§ Objective: Would you copy only the lines below, beginning with the one that contains "the wooden door" and running through the last entry line?

* * *

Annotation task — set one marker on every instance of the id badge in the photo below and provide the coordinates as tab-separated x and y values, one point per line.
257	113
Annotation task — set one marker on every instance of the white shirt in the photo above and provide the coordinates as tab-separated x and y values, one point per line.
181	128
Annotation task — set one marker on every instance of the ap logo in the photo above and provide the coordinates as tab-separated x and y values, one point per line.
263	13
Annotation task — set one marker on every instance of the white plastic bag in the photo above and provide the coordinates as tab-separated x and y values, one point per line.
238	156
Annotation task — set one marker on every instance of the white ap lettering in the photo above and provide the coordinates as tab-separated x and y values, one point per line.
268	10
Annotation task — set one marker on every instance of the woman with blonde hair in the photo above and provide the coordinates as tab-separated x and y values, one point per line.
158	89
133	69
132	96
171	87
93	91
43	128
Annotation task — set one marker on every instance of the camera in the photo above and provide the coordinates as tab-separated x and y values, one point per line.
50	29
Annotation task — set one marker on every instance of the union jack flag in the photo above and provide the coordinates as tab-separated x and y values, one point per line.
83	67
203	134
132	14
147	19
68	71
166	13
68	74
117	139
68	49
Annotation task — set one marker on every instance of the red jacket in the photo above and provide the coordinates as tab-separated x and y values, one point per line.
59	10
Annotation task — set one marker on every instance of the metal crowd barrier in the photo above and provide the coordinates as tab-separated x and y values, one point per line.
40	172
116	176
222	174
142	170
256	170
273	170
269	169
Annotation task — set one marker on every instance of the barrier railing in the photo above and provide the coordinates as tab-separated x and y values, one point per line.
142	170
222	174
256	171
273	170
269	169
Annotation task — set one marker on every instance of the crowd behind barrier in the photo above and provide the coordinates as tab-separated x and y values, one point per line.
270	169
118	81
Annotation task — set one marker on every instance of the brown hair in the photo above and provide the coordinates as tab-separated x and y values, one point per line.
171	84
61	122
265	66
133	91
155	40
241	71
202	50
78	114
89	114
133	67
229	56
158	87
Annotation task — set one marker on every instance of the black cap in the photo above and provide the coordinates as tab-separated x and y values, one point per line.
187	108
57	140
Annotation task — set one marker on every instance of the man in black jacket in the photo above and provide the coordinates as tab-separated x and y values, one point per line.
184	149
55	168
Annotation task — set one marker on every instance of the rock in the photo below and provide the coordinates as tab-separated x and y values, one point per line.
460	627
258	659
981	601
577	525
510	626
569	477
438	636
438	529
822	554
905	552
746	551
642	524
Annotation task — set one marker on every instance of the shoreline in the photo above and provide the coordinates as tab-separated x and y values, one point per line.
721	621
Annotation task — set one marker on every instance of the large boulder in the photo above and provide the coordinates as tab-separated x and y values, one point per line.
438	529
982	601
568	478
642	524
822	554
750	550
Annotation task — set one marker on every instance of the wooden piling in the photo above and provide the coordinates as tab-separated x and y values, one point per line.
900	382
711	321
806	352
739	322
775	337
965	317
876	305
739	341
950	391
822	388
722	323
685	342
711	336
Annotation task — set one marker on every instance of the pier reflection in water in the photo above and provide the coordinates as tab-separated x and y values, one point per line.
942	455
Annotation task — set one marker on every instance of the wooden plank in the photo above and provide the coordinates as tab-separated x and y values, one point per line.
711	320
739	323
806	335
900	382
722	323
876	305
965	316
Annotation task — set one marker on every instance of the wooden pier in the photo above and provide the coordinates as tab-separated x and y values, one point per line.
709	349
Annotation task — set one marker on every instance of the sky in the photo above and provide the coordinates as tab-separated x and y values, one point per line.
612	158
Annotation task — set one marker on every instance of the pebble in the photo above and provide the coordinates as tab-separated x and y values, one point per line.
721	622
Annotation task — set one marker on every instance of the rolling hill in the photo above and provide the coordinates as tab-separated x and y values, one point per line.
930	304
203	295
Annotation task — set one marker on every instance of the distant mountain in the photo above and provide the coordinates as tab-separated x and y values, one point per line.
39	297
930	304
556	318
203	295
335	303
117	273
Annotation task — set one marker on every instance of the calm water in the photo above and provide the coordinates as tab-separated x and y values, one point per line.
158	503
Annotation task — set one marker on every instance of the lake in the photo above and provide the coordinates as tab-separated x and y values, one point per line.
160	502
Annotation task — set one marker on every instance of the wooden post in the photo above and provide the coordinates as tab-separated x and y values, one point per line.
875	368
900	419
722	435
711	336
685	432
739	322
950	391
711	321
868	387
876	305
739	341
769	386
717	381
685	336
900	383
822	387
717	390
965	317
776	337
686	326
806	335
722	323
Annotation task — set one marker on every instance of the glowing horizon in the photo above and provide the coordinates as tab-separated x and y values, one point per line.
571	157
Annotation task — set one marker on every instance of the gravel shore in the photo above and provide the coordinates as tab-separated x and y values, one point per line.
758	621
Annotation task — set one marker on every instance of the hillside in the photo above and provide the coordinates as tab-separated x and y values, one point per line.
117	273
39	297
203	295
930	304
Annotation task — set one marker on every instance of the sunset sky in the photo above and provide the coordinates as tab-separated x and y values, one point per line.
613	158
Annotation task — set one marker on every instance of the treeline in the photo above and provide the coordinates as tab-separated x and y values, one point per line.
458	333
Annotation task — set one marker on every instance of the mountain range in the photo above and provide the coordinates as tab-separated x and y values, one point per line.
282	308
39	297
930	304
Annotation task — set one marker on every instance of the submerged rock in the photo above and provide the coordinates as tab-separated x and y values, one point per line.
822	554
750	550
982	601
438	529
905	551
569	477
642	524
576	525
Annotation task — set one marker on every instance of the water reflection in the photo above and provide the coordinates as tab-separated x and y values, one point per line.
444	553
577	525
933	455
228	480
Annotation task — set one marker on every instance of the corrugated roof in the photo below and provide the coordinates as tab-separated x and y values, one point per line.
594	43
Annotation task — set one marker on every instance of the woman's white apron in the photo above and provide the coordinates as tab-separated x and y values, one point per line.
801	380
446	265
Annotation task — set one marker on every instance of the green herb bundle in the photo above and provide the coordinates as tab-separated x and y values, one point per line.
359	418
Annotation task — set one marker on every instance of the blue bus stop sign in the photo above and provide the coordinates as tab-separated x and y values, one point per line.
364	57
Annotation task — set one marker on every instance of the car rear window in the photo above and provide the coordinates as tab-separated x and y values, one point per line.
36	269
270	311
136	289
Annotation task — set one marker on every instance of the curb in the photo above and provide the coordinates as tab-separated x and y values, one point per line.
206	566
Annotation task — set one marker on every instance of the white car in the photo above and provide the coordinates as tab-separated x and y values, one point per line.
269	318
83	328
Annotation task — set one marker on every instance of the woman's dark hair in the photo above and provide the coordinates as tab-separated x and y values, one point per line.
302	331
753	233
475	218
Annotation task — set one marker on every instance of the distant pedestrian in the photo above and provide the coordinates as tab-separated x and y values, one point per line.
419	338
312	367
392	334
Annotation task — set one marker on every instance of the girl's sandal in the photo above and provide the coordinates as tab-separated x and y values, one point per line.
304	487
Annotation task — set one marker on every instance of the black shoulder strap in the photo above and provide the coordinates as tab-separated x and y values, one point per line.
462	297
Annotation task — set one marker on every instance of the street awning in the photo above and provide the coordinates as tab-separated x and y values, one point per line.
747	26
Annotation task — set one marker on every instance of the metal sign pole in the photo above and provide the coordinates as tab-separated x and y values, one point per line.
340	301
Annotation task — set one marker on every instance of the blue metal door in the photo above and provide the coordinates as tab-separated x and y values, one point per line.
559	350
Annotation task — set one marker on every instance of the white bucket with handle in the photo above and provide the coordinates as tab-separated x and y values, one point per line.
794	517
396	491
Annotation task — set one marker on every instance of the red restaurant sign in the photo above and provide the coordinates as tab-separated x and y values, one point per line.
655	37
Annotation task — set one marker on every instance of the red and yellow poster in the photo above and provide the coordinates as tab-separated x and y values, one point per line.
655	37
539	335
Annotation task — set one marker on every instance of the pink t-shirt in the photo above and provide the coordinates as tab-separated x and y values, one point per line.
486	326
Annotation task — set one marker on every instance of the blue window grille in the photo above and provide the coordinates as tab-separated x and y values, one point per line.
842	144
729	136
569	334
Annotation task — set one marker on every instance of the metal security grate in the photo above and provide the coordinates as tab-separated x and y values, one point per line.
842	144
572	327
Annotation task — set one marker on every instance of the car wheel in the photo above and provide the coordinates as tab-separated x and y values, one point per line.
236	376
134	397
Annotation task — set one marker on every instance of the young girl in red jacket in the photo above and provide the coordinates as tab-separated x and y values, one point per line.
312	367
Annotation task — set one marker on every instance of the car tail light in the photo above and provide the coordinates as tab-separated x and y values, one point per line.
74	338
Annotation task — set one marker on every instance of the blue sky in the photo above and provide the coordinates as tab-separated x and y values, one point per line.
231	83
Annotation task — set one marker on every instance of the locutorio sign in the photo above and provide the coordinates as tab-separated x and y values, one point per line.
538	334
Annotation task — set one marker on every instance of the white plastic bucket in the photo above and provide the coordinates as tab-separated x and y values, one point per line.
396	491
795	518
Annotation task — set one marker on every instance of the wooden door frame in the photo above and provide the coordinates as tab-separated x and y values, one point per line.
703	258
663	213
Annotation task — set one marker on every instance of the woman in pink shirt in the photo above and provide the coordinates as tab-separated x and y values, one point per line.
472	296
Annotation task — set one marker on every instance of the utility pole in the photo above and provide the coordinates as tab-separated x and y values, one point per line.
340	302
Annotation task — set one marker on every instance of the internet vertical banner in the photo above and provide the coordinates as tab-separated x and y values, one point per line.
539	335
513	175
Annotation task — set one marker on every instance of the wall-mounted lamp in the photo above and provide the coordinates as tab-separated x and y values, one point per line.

* * *

§ The completed task:
Annotation task — set one marker on every instance of the wooden door frame in the photo above and provide the coordinates as tab-separated x and y values, one point per line.
703	258
663	213
Annotation task — set one marker on every instance of the woman in pink shirt in the photo above and provide the coordinates as tab-separated x and y values, one point per line.
472	296
Annotation task — set one marker on every instance of the utility pole in the photo above and provide the coordinates as tab-separated x and y values, one point per line.
340	302
Annotation task — set one marker on every instance of the internet vertical banner in the photo above and provide the coordinates as tab-separated x and y values, one point per line.
539	335
513	175
Annotation task — set one marker on every instance of the wall-mounted lamp in the photo above and provide the coordinates as tab-separated x and y values, one point per line.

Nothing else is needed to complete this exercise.